►

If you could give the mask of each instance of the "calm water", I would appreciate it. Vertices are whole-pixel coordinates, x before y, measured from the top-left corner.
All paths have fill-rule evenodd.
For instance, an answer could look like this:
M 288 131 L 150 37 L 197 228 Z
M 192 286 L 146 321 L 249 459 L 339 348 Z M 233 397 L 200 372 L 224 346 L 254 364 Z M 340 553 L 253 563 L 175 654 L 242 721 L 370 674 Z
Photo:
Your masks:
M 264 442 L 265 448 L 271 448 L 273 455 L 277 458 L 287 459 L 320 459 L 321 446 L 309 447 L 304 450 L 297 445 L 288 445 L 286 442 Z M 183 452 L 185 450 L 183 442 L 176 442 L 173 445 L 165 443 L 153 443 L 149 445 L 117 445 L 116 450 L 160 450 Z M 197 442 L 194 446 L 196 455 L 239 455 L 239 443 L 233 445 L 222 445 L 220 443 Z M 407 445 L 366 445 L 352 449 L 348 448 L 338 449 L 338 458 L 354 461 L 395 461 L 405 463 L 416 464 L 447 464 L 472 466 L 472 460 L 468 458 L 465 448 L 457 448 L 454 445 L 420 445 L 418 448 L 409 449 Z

◄

▶ YOUR OBJECTIVE:
Copy the rows above again, swapping "calm water" for "still water" and leaving every other part unchanged.

▶ EXERCISE SOLUTION:
If you could give the mask of each instance of the "still water", I would appreciate it. Vertices are whole-pixel coordinates, x before y, measured from the top-left corner.
All paths have fill-rule evenodd.
For instance, an answer could look like this:
M 288 131 L 150 37 L 197 228 Z
M 192 286 L 146 321 L 249 459 L 339 348 Z M 233 397 L 200 372 L 224 346 L 254 364 Z M 340 553 L 253 563 L 175 654 L 242 721 L 370 674 Z
Photo:
Your masks:
M 264 442 L 265 448 L 271 448 L 273 455 L 277 458 L 287 459 L 320 459 L 321 446 L 309 447 L 304 450 L 297 445 L 288 445 L 286 442 Z M 183 452 L 185 450 L 183 442 L 176 442 L 173 445 L 165 443 L 153 443 L 149 445 L 117 445 L 116 450 L 160 450 Z M 197 442 L 194 446 L 196 455 L 239 455 L 239 443 L 233 445 L 222 445 L 220 443 Z M 407 445 L 366 445 L 352 449 L 348 448 L 338 449 L 338 458 L 354 461 L 395 461 L 405 463 L 416 464 L 447 464 L 472 466 L 472 460 L 468 458 L 465 448 L 457 448 L 454 445 L 420 445 L 418 448 L 409 449 Z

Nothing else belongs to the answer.